Assigned task: From the first record to the last, write each one out again exactly.

Record extracts:
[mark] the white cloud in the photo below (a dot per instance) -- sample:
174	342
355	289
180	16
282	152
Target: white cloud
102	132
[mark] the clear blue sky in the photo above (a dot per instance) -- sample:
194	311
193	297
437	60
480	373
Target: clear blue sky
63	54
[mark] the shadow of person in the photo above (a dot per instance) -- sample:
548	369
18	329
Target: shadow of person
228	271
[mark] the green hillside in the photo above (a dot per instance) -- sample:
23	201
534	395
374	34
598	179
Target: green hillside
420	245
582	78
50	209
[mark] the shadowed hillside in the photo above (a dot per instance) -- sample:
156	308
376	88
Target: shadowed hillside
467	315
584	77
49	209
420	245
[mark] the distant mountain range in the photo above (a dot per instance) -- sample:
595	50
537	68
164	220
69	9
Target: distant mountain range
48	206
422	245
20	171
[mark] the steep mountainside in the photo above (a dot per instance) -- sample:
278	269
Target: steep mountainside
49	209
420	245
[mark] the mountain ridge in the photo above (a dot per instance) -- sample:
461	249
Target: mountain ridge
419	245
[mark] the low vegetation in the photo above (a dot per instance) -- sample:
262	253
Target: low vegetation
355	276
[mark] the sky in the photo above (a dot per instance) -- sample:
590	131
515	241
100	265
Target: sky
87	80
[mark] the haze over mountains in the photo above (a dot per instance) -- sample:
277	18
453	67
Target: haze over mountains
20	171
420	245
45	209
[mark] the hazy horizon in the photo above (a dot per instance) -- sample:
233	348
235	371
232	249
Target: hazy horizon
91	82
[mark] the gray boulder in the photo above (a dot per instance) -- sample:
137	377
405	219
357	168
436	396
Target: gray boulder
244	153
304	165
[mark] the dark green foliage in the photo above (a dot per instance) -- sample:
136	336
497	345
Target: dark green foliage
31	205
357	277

Expected answer:
[mark] the white cloud in the photo below (a dot per instance) -- sample:
174	342
355	289
180	16
282	152
Target: white cloud
102	132
[mark] the clear blue sky in the photo above (a dot per instance) -- sample:
194	311
193	297
437	60
480	373
Target: clear blue sky
63	54
[mark] the shadow of person in the photo above (a dot per instance) -- sample:
548	369
18	329
Target: shadow of person
228	271
[mark] the green hillside in the photo above (a dot per instance) -- sample:
23	201
534	395
374	34
598	179
Target: green hillside
420	245
582	78
50	209
[mark] the shadowed hillside in the photo above (a dot per instance) -- sample:
156	308
376	88
Target: shadowed hillside
467	315
584	77
49	209
420	245
[mark] the distant mountain range in the photo above (a dot per instance) -- sample:
595	50
537	68
164	220
69	9
Target: distant mountain range
48	206
422	245
20	171
[mark] the steep mountainside in the photo above (a dot per instance) -- sample:
278	269
Target: steep mountainside
49	209
420	245
[mark] the mountain ridge in the photo above (a dot per instance) -- sample:
461	249
Target: mountain ridge
419	245
[mark] the low vegetation in the photo above (a dot per instance) -- sample:
262	253
Target: low vegetation
355	276
[mark] the sky in the photo above (a dot per instance) -- sample:
590	131
515	241
100	265
Target: sky
87	80
[mark] the haze over mountains in the photo above (a dot per instance) -- sample:
277	18
453	67
Target: haze over mountains
20	171
420	245
45	209
[mark] the hazy horizon in the photo above (a dot per instance) -- sample:
233	348
235	371
232	249
Target: hazy horizon
91	82
[mark] the gray boulder in the photo above (a dot per instance) -- sample:
137	377
405	219
357	168
436	396
Target: gray boulder
244	153
304	165
[mark] the dark green foliage in the photo above (a dot per instance) -- sample:
136	336
497	345
Target: dark green foliage
31	205
357	277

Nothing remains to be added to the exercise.